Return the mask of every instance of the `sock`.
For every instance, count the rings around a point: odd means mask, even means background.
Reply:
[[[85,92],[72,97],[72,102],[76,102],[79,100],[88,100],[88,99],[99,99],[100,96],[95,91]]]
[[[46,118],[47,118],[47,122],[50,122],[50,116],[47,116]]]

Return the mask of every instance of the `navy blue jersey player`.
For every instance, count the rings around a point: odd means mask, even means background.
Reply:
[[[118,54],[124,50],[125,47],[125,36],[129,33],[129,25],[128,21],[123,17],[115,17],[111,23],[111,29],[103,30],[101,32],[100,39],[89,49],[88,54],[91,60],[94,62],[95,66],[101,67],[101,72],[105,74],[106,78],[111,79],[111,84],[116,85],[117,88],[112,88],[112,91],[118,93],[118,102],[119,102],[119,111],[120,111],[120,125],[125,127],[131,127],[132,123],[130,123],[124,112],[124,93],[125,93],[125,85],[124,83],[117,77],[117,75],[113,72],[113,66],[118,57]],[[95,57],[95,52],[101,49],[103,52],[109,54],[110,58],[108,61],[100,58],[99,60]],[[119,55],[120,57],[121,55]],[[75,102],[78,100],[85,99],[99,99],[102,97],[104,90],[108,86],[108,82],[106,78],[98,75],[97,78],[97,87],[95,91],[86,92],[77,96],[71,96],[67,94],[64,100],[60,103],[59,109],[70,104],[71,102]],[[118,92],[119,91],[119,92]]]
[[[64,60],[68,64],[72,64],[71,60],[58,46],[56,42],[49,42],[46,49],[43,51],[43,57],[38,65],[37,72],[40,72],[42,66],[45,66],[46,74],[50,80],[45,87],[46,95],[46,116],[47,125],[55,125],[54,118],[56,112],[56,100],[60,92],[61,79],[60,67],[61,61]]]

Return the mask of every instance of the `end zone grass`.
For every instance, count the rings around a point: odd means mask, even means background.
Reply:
═══
= What is asked =
Find every line in the entries above that contains the word "Return", and copy each such line in full.

= Correct output =
Return the mask of every instance of the `sock`.
Return the mask of every instance of the `navy blue jersey player`.
Return the mask of every instance of the `end zone grass`.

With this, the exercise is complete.